══ INPUT FOR THIS TASK ══

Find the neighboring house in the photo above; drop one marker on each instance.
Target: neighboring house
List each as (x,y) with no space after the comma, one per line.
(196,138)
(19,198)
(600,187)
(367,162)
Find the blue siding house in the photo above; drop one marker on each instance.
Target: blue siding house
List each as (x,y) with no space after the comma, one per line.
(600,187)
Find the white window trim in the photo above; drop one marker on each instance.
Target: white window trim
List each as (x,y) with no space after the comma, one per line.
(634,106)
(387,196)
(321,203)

═══

# REQUIRED ACTION
Please repeat the whole listing above, keeping every line exactly as it reads.

# RESPONSE
Find the neighboring house in the photo above; drop one marker on each instance.
Target: neighboring house
List each as (x,y) with no space after the comma, one per line.
(196,138)
(19,198)
(600,187)
(367,162)
Find the blue siding house in the photo above; drop one marker on each instance.
Target: blue siding house
List each as (x,y) with no space after the comma, one per line.
(600,187)
Find the white window trim in the photo above; drop one marker on each instance.
Target: white window trim
List each as (x,y) with no space after the comma, one per line.
(634,106)
(387,196)
(321,203)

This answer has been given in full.